-- EXERCISE INSTRUCTIONS --
Once the pictures are set aside, transcribe the remaining data exactly.

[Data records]
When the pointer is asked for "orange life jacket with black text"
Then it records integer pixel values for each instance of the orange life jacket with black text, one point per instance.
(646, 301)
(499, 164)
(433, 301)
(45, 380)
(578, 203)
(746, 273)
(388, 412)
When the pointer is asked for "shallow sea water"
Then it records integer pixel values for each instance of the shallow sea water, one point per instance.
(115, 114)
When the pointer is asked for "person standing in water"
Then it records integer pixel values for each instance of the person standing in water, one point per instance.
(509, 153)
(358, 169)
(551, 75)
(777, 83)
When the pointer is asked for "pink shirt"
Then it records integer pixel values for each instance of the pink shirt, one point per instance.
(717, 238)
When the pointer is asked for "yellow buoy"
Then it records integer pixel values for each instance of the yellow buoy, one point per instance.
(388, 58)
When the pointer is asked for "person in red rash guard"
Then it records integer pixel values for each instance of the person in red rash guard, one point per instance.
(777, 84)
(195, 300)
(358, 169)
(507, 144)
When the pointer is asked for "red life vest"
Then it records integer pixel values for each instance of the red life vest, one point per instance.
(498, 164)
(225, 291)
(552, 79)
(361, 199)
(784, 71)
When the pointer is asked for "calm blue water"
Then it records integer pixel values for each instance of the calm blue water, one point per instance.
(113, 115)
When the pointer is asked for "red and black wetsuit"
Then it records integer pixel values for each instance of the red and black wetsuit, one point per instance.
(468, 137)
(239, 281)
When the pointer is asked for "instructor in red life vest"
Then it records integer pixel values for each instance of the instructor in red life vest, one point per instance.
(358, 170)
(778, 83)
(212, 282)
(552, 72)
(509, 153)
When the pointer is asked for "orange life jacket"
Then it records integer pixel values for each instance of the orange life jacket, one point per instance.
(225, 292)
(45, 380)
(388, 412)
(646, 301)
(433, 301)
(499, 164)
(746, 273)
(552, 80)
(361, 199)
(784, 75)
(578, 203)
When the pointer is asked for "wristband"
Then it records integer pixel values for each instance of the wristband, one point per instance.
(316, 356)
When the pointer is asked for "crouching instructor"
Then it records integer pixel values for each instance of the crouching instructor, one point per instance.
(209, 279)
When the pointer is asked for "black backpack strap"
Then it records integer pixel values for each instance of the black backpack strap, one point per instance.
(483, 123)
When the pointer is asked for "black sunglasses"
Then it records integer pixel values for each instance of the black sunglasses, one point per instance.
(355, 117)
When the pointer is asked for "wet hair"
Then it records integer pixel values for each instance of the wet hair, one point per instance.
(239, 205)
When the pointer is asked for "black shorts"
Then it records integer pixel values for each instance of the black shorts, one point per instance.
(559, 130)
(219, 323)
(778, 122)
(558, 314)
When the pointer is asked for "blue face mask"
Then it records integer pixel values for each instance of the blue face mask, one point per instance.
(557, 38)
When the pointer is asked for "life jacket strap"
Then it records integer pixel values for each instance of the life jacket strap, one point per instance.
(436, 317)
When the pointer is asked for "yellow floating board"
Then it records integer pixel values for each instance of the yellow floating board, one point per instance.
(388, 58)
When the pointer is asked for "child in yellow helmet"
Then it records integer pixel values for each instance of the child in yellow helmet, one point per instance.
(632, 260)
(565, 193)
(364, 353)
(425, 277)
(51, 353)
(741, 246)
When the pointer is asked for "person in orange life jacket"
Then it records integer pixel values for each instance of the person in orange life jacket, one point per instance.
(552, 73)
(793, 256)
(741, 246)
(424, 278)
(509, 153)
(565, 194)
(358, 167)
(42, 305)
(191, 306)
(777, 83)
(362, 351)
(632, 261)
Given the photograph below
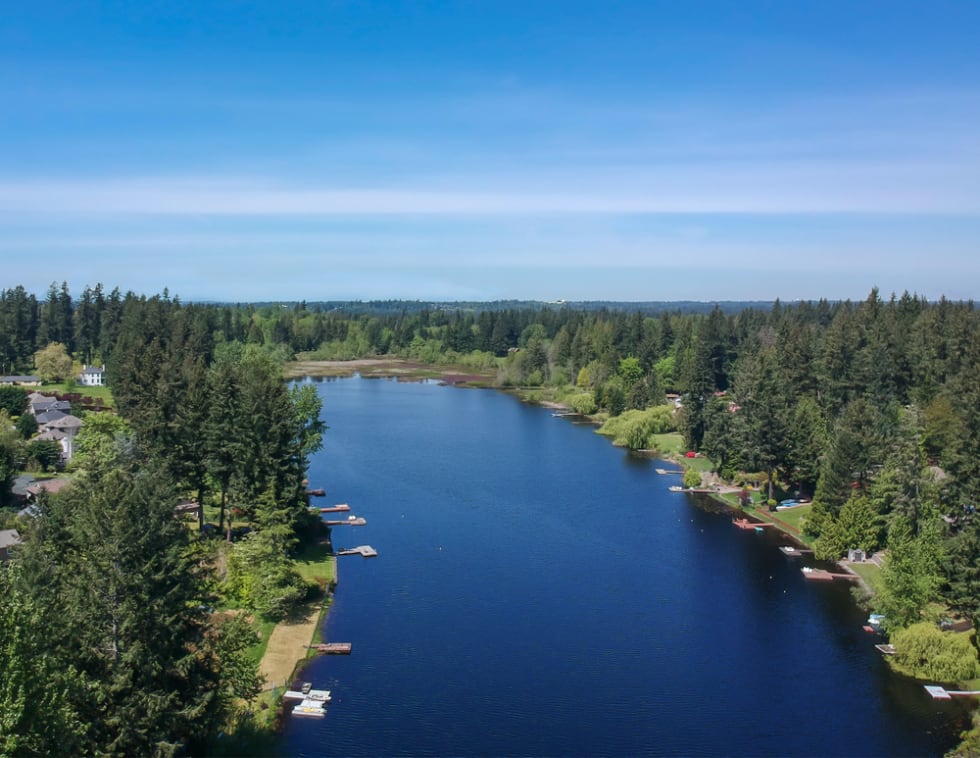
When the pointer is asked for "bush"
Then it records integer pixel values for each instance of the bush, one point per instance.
(924, 651)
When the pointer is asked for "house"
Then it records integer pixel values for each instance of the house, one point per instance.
(92, 376)
(51, 486)
(38, 404)
(21, 381)
(61, 428)
(8, 539)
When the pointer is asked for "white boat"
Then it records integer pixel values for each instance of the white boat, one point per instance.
(310, 708)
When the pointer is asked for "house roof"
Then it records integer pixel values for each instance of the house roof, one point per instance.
(65, 421)
(19, 379)
(51, 486)
(51, 434)
(49, 416)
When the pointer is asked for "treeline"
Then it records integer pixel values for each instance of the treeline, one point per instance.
(871, 407)
(110, 642)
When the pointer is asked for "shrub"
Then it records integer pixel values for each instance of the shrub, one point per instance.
(924, 651)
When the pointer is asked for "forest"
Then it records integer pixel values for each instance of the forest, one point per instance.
(870, 409)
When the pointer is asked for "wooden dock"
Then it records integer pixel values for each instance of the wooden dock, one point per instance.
(320, 696)
(744, 523)
(332, 648)
(821, 575)
(941, 693)
(363, 550)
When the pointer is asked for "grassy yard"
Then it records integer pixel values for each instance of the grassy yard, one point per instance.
(102, 393)
(869, 572)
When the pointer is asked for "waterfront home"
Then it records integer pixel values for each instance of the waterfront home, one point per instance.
(21, 380)
(8, 539)
(92, 376)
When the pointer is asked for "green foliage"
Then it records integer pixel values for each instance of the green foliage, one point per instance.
(912, 571)
(262, 578)
(582, 403)
(26, 426)
(53, 363)
(635, 429)
(42, 455)
(692, 478)
(234, 638)
(923, 651)
(37, 715)
(103, 440)
(110, 567)
(858, 525)
(13, 399)
(630, 370)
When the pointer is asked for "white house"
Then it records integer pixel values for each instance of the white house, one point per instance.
(92, 376)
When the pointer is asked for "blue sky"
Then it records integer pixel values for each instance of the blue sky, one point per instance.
(486, 150)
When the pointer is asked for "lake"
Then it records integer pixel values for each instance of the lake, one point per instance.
(540, 592)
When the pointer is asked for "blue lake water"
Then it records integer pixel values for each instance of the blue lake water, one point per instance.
(540, 592)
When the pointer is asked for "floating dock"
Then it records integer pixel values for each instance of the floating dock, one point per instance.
(821, 575)
(941, 693)
(332, 648)
(363, 550)
(744, 523)
(317, 696)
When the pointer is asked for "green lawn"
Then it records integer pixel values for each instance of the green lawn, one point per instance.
(668, 444)
(103, 393)
(315, 563)
(869, 572)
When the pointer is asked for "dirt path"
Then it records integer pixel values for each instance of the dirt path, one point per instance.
(287, 645)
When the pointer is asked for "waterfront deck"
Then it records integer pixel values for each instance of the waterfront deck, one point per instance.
(365, 551)
(332, 648)
(822, 575)
(744, 523)
(941, 693)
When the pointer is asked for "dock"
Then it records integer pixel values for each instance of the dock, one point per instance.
(365, 551)
(332, 648)
(319, 696)
(822, 575)
(744, 523)
(941, 693)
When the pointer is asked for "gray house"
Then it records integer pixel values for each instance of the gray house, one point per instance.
(8, 539)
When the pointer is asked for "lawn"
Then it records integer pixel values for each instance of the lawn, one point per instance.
(64, 388)
(315, 563)
(869, 572)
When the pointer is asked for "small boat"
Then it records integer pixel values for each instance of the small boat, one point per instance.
(310, 708)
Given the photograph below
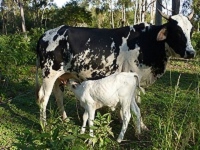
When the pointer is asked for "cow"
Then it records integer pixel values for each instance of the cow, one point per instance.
(92, 53)
(117, 88)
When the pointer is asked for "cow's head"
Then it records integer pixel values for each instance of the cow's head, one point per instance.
(177, 33)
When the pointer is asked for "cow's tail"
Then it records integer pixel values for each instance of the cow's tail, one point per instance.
(138, 84)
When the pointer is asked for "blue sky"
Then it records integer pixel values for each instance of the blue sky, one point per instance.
(60, 3)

-- ANSWER TO THIS EXERCISE --
When the pointer is asked for "orange life jacket with black text"
Then it records integer pixel values for each instance of the orange life jacket with black text, one point per instance.
(646, 301)
(499, 164)
(433, 301)
(45, 380)
(578, 203)
(746, 273)
(388, 412)
When the pointer is asked for "shallow sea water"
Then it records integer pixel values for each instance of the shallow sea water, one point per instance.
(115, 114)
When the pointer is asked for "person standing in water"
Then it records integer pixel values for each instance of the person standing in water, one point per instance.
(509, 153)
(358, 169)
(551, 75)
(777, 83)
When the pointer is asked for "pink shirt"
Then it records integer pixel values for each instance of the pink shirt, one point per instance.
(717, 238)
When the pointer is asked for "yellow buoy"
Then it records integer pixel values for each instance of the yellow buoy, one point per instance.
(388, 58)
When the pointer is asked for "person in red rash guard"
Then it records integer pixel values for each instance of the person in red rash guard, one point per instance.
(777, 84)
(195, 300)
(358, 169)
(507, 144)
When the pointer is asked for "red life vest"
Then it records integer pixel values for each instance of the red life vest, one point per instance.
(498, 164)
(225, 291)
(552, 79)
(361, 199)
(784, 71)
When the pointer is asked for "calm blue water"
Then it records integer pixel values for each instance of the calm blue water, one point per instance.
(113, 115)
When the pointer is asked for "red and black wetsuit"
Then it records integer pixel values for each instance of the red and black wetsuit, one point per instance.
(468, 137)
(239, 281)
When the pointer is asked for "instructor in red life vest"
Then it records integer pixel values for each instance of the instructor in red life vest, one point per instance.
(358, 170)
(778, 83)
(212, 282)
(552, 72)
(509, 153)
When the pointer is asked for "orange life jacket"
Then it records integer pixel values for each instance of the orange life jacket, one point per instance.
(225, 292)
(45, 380)
(388, 412)
(646, 301)
(433, 301)
(499, 164)
(746, 273)
(552, 80)
(361, 199)
(784, 75)
(578, 203)
When the pointer is asked for "wristband"
Then it records integer pixel values for each instance of the wristband, one point per instance.
(316, 356)
When the pointer is asked for "crouching instructor"
Then it records integer pixel values for each instance of the crouching instructor, one point per instance.
(209, 279)
When the pointer is asked for "black backpack strap"
Then it records integer pixel values for each instance of the black backpack strap, one point per instance.
(483, 123)
When the pointer is asked for "black sunglasses"
Then it records integer pixel values for each instance of the black sunglasses, one point per instance.
(355, 117)
When the pointer is asked for "wet hair"
Then it records integer pixel values for each instance of the wet hair, one point per instance.
(239, 205)
When the pointer is asked for "black shorts"
Then it records integer pixel values for each instance of the black shorts, one point per instance.
(559, 130)
(219, 323)
(778, 122)
(558, 314)
When the pointer is asked for "blue face mask"
Then it records integer pixel values for each instance of the blue face mask, one point per instance.
(557, 38)
When the pointer is asked for "life jacket strap"
Then it records integer pixel values for each instance of the life jacket strap, one point per instance.
(436, 317)
When the pointer is asked for "yellow floating board"
Then it records integer pixel values for each instance of the yellow floating board, one point per instance.
(388, 58)
When the pointer is asked for "child in yellow helmet"
Then it records integer pixel values for each instance of the child in yellow helmet, one point per instance.
(632, 260)
(565, 193)
(364, 353)
(425, 277)
(51, 353)
(741, 246)
When the pointer is asked for "person in orange life jacket"
Then it records integer pixel values for each instance of the person in orange life jacket, one point per instance.
(552, 73)
(793, 256)
(741, 246)
(424, 278)
(509, 153)
(565, 194)
(358, 167)
(42, 305)
(191, 306)
(777, 83)
(362, 351)
(632, 261)
Given the photograph below
When the pointer is asked for "bush"
Then it records integer pixel values for each instance of the bush, one point per instance.
(924, 651)
When the pointer is asked for "house"
Then it records integer pixel values for each instance of the house, one point per instance.
(92, 376)
(51, 486)
(38, 404)
(21, 381)
(61, 428)
(8, 539)
When the pointer is asked for "white boat"
Then it records integer pixel values for each instance of the white boat, one point per instance.
(310, 708)
When the pointer is asked for "house roof"
Then it records integer pixel values for each instance of the house roof, one point per instance.
(65, 421)
(19, 379)
(51, 486)
(51, 434)
(49, 416)
When the pointer is asked for "treeline"
Then it records integer pixel values for each instance of the treeline, one point per instance.
(871, 407)
(110, 642)
When the pointer is asked for "shrub"
Then it records integer pixel values for each instance of the shrub, one point per instance.
(924, 651)
When the pointer is asked for "forest"
Then it records integer pixel values for each instance of the forest, one point per instance.
(870, 409)
When the pointer is asked for "wooden dock"
Then it records integer pixel values for each instance of the wooden dock, one point per instance.
(320, 696)
(744, 523)
(332, 648)
(821, 575)
(941, 693)
(363, 550)
When the pointer is asked for "grassy yard"
Then it records integer pixel values for each instance of the grassy yard, one point per instance.
(102, 393)
(869, 572)
When the pointer is asked for "waterfront home"
Then it records integer pixel values for each instance of the waterfront home, one point per instance.
(21, 380)
(8, 539)
(92, 376)
When the pointer is asked for "green foliage"
Then it records integer pixel values for each instance of the green foliage, one point per instance.
(912, 571)
(262, 578)
(582, 403)
(26, 426)
(53, 363)
(635, 429)
(42, 455)
(692, 478)
(234, 638)
(923, 651)
(37, 715)
(103, 440)
(110, 567)
(858, 525)
(13, 399)
(630, 370)
When the pointer is asked for "white house"
Then it records integer pixel values for each instance of the white house, one point per instance.
(92, 376)
When the pointer is asked for "blue sky"
Then it records integer pixel values for each instance of the blue sky, one point per instance.
(486, 150)
When the pointer is asked for "lake"
Then it records integer pixel values for each instance of the lake, one point per instance.
(540, 592)
When the pointer is asked for "blue lake water"
Then it records integer pixel values for each instance of the blue lake water, one point per instance.
(540, 592)
When the pointer is asked for "floating dock"
Then it records integer pixel values for each instance of the floating dock, one point per instance.
(821, 575)
(941, 693)
(332, 648)
(363, 550)
(744, 523)
(317, 696)
When the pointer is asked for "green lawn"
Then it records integer pixel values for each instance of the green lawn, one point per instance.
(668, 444)
(103, 393)
(315, 563)
(869, 572)
When the pointer is asked for "dirt path"
Then it records integer pixel values for each instance of the dirt path, one point per instance.
(287, 645)
When the pointer is asked for "waterfront deck"
Then it records integer pixel values for each instance of the waterfront deck, one point per instance.
(365, 551)
(332, 648)
(822, 575)
(744, 523)
(941, 693)
When the pointer is asked for "dock"
Then it records integer pixel values for each instance of the dock, one point per instance.
(365, 551)
(332, 648)
(319, 696)
(822, 575)
(744, 523)
(941, 693)
When the pointer is asked for "gray house"
Then it records integer pixel values for each instance of the gray house, one point per instance.
(8, 539)
When the pointer is asked for "lawn"
Then it records integer pixel values for each instance of the lawn, one point per instance.
(64, 388)
(315, 563)
(869, 572)
When the pointer is asked for "small boat"
Then it records integer pixel values for each instance of the small boat, one point per instance.
(310, 708)
Given the photograph below
When the pointer is asked for "cow"
Then it records integer pixel values for each instance of the cow, one point per instance.
(92, 53)
(117, 88)
When the pointer is asked for "cow's head"
Then it records integer pixel values for each instance of the cow's head, one point per instance.
(177, 33)
When the pointer is asked for "cow's tail"
Then it records integer pixel values for each instance of the cow's tail, one point per instance.
(138, 84)
When the pointer is asked for "blue sky"
Then it records integer pixel values for each instance of the blue sky, one point per instance.
(60, 3)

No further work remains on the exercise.